* **DATA IN THIS EXERCISE**

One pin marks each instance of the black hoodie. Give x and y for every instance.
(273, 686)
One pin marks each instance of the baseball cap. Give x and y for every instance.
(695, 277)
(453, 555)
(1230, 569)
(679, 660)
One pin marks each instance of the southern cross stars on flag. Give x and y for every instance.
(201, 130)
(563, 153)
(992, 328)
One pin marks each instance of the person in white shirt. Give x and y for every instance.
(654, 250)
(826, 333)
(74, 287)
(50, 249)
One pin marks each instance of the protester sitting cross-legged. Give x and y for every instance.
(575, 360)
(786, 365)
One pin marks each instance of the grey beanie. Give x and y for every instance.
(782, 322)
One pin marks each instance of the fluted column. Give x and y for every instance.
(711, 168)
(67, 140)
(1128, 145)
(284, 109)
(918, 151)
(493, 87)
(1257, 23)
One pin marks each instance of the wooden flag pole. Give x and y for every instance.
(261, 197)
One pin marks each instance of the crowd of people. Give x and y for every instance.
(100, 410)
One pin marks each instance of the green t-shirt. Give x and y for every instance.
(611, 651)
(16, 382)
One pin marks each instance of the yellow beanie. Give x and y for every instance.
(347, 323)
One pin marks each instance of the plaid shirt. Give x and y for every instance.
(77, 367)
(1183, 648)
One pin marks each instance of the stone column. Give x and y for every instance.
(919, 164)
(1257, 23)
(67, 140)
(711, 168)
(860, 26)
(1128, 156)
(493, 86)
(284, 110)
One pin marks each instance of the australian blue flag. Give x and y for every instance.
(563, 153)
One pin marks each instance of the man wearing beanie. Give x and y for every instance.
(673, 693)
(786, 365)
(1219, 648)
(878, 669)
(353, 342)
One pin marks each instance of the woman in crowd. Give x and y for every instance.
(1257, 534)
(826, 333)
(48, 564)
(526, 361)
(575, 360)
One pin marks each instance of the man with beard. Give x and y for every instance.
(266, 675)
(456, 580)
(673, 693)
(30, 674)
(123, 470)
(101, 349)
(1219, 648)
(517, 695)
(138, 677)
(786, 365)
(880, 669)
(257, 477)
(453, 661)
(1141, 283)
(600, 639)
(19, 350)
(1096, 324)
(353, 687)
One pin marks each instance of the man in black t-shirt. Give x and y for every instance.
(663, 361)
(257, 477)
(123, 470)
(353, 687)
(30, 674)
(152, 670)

* **WHAT THE TASK ASKS**
Please reproduce the listing word for word, but only from the line that contains "One pin marks each instance of the southern" to its last line, inclusive.

* **RESPONSE**
One pin marks each instance of the southern cross stars on flag. Give x and y for every instance.
(201, 130)
(563, 153)
(992, 328)
One pin marks each instance of the person in white shirt. Give x and y for every instance.
(654, 250)
(826, 333)
(74, 287)
(50, 249)
One pin marks each instance of the protester sitting cross-legged. Give x and y for every instance.
(575, 360)
(786, 365)
One pin marks each instance of the grey beanie. Give x and y for every instance.
(782, 322)
One pin marks each instance of the fluted column. Give x and y for every instance.
(711, 168)
(67, 140)
(1128, 145)
(284, 109)
(918, 151)
(493, 87)
(1257, 23)
One pin marks each instance of the wooden flag pole. Give x and y for every instance.
(261, 197)
One pin marks each instance of the crowd of people. Give x and y for every instance.
(100, 410)
One pin marks each instance of the green t-shirt. Give x and y for every instance.
(611, 651)
(16, 382)
One pin marks each instance of the yellow beanie. Give x and y for every instance.
(347, 323)
One pin marks each instance of the plaid shirt. Give x and y for every instance.
(77, 367)
(1183, 648)
One pin marks each instance of the stone column. Give x and y for every instance.
(919, 164)
(1257, 23)
(67, 140)
(711, 168)
(860, 26)
(1128, 156)
(493, 86)
(284, 110)
One pin marks each instance of the australian blue flag. Give x and y for every instance.
(563, 153)
One pin marks each instance of the man wearing beanie. Give x and y for every instance.
(673, 693)
(786, 365)
(1219, 648)
(878, 669)
(353, 342)
One pin marks each instance of the woman in crowd. Give x and y for every instance.
(1257, 534)
(826, 333)
(48, 564)
(526, 361)
(575, 360)
One pin marks each instance of the man with beard. Give x and y for every instance.
(266, 675)
(456, 580)
(673, 693)
(30, 674)
(123, 470)
(101, 349)
(1219, 648)
(517, 695)
(138, 677)
(786, 365)
(880, 669)
(257, 477)
(453, 661)
(1141, 283)
(600, 639)
(19, 350)
(1096, 324)
(353, 687)
One pin marks each instance of the man in black t-shirt. Give x and y for every instance.
(663, 361)
(257, 477)
(123, 470)
(353, 687)
(30, 674)
(152, 670)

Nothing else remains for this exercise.